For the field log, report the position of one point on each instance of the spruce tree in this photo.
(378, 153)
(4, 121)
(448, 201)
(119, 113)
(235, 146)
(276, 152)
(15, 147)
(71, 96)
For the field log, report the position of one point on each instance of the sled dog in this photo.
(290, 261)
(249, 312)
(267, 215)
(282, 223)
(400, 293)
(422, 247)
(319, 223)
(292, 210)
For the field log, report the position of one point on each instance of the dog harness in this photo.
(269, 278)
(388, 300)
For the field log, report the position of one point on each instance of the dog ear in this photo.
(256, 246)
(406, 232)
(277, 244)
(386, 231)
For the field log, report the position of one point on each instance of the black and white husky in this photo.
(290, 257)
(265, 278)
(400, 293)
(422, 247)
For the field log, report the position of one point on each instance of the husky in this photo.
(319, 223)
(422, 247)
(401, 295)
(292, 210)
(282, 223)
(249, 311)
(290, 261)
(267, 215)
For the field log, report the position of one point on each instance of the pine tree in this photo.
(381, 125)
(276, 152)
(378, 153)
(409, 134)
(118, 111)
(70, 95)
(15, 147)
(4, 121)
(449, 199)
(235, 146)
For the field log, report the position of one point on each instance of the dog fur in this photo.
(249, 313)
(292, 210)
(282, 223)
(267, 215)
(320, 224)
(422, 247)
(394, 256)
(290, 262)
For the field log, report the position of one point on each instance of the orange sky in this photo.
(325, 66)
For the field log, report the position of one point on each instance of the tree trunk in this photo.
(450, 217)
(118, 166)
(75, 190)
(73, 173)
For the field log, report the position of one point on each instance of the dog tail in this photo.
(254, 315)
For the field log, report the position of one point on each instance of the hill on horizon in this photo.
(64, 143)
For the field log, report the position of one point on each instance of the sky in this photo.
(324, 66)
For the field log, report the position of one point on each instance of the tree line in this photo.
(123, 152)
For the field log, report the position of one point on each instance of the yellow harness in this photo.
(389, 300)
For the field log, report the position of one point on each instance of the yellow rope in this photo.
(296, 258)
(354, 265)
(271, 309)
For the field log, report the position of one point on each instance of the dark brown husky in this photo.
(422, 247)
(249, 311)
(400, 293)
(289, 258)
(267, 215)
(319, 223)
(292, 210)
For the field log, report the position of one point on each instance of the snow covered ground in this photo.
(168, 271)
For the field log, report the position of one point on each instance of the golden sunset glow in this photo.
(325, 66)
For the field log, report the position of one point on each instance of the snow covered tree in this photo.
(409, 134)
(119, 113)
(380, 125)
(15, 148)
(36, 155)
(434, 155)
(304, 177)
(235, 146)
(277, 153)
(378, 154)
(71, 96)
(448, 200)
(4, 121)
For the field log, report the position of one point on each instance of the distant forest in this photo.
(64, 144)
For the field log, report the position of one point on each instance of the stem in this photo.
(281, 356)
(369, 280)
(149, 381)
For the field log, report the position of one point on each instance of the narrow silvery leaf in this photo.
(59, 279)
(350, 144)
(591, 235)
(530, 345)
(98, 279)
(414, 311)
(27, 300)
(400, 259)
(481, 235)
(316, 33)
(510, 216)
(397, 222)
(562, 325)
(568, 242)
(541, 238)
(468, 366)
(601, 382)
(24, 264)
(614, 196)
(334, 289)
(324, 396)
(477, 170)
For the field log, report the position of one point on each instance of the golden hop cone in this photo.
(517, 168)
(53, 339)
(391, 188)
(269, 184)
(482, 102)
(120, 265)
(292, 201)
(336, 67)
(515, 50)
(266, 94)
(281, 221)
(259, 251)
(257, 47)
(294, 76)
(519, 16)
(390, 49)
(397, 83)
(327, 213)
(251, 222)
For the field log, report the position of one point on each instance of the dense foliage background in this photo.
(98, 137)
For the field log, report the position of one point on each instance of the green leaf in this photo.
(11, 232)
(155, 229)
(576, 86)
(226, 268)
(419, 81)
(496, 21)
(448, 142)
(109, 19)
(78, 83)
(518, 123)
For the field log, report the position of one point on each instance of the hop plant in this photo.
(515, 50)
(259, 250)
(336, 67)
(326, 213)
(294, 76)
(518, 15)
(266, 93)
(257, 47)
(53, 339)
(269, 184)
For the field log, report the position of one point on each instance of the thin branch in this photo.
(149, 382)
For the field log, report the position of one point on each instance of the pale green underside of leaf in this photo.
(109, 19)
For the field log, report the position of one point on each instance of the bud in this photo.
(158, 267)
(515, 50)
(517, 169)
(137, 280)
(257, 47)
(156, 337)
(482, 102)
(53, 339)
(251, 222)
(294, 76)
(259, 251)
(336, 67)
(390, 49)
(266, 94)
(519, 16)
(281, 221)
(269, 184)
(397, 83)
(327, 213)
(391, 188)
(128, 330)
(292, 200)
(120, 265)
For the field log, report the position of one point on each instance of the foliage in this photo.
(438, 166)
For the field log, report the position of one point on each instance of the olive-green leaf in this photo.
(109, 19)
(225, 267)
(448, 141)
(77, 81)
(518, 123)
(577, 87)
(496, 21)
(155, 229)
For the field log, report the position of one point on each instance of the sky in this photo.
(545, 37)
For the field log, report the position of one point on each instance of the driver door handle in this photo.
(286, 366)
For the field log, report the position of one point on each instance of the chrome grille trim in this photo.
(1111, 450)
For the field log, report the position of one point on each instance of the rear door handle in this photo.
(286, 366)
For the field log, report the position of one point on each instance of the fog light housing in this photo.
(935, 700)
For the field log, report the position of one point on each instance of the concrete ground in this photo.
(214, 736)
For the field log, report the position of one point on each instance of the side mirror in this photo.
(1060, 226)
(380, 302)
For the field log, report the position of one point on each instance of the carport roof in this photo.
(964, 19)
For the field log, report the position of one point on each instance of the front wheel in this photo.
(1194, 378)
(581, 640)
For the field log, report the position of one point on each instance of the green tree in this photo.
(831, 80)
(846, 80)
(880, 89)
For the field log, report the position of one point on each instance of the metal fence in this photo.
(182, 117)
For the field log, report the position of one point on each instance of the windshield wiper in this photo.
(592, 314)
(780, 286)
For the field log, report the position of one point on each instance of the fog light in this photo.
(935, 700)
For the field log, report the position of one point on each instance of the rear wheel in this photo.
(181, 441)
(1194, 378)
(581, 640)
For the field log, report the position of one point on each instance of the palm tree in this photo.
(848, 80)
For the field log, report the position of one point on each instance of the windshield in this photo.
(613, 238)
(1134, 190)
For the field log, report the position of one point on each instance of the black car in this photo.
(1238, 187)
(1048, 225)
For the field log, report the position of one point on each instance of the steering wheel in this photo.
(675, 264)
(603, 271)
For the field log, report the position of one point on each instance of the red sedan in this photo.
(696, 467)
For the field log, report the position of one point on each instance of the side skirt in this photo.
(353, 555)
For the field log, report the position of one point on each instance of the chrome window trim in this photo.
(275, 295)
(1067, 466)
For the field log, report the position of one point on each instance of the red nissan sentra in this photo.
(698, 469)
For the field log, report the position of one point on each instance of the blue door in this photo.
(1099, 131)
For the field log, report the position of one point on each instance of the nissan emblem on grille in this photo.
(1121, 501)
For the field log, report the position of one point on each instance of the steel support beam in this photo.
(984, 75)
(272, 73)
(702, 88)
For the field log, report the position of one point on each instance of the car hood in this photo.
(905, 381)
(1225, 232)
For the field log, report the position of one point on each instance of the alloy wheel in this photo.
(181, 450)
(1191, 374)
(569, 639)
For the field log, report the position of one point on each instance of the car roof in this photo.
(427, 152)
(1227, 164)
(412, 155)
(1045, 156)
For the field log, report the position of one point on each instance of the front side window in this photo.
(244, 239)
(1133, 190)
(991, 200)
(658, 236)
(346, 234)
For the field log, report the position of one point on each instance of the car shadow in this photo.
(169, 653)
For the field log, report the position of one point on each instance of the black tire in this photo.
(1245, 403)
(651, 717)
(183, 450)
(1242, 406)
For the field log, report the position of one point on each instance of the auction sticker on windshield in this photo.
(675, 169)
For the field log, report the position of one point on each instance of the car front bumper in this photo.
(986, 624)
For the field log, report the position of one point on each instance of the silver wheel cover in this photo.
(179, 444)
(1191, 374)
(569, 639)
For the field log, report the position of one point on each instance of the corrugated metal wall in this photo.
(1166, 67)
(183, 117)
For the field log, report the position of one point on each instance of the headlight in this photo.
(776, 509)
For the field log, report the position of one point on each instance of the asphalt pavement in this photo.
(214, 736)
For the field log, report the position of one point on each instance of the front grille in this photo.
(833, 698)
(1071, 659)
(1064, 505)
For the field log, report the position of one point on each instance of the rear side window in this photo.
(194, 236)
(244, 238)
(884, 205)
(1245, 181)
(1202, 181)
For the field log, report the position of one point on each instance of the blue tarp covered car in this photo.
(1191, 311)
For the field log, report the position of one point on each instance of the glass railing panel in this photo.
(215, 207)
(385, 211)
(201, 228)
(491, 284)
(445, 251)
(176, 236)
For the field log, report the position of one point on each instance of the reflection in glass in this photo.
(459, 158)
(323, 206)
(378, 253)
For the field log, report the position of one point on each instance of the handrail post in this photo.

----

Task objective —
Render the material above as a Markdown table with the columns Row and Line, one numbered row per line, starting at the line containing "pavement in this photo." and ending at the line containing "(1191, 311)", inclusive. Leave out any blank lines.

Answer in full —
| Row | Line |
|---|---|
| 1 | For the field log, report the position of one point on each instance of the asphalt pavement in this photo. |
| 2 | (214, 736) |
| 3 | For the field log, report the position of one point on each instance of the front grille in this photo. |
| 4 | (833, 698) |
| 5 | (1071, 659) |
| 6 | (1064, 505) |
| 7 | For the field log, report the position of one point on each instance of the rear side window in this photo. |
| 8 | (194, 236) |
| 9 | (244, 238) |
| 10 | (884, 205) |
| 11 | (1245, 181) |
| 12 | (1202, 181) |
| 13 | For the field log, report the position of one point on each instance of the blue tarp covered car in this photo. |
| 14 | (1191, 311) |